§ REQUIREMENT
Copy out, from the data below, each line in which the word "fingernail" occurs.

§ INPUT DATA
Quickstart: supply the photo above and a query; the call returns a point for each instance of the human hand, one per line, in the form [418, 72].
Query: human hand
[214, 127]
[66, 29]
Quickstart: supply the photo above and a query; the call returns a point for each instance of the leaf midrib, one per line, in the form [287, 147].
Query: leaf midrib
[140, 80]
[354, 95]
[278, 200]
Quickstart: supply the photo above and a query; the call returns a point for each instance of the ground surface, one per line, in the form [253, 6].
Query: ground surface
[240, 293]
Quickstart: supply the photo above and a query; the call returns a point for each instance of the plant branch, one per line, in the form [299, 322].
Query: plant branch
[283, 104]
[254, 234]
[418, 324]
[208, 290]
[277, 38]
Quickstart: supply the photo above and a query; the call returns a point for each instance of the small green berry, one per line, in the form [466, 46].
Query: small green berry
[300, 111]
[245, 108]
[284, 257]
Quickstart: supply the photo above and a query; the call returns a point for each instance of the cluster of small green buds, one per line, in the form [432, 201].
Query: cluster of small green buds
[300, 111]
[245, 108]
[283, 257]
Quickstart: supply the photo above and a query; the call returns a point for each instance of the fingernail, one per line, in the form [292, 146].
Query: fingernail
==
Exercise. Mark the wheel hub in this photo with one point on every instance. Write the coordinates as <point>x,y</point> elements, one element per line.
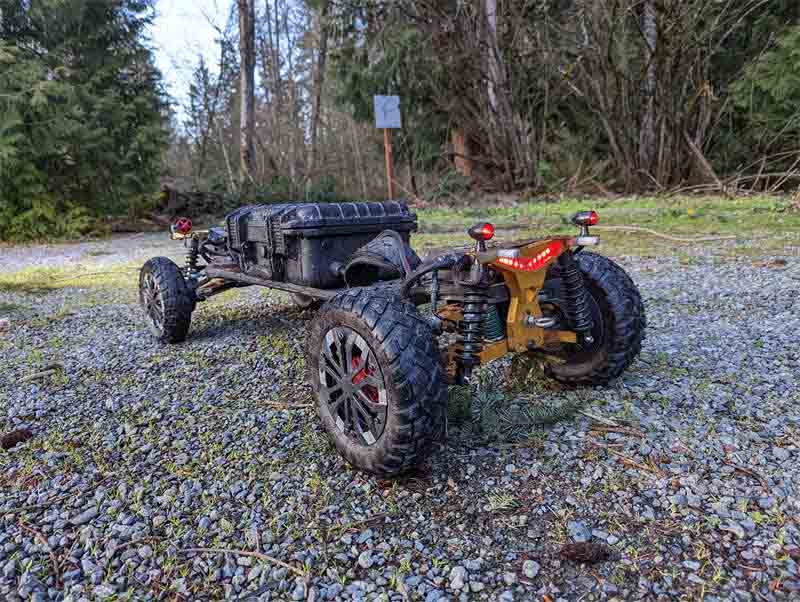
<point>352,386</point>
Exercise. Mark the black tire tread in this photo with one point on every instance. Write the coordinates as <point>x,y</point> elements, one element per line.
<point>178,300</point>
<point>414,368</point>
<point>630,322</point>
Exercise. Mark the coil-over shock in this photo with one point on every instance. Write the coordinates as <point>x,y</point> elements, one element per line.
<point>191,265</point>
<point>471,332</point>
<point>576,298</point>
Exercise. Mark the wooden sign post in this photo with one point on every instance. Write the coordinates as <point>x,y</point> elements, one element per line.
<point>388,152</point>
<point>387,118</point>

§ EXPECTED ANSWER
Quickstart: supply the photo above and a query; the call returns a point for each instance of the fingernail, one per line, in the form [292, 146].
Query: fingernail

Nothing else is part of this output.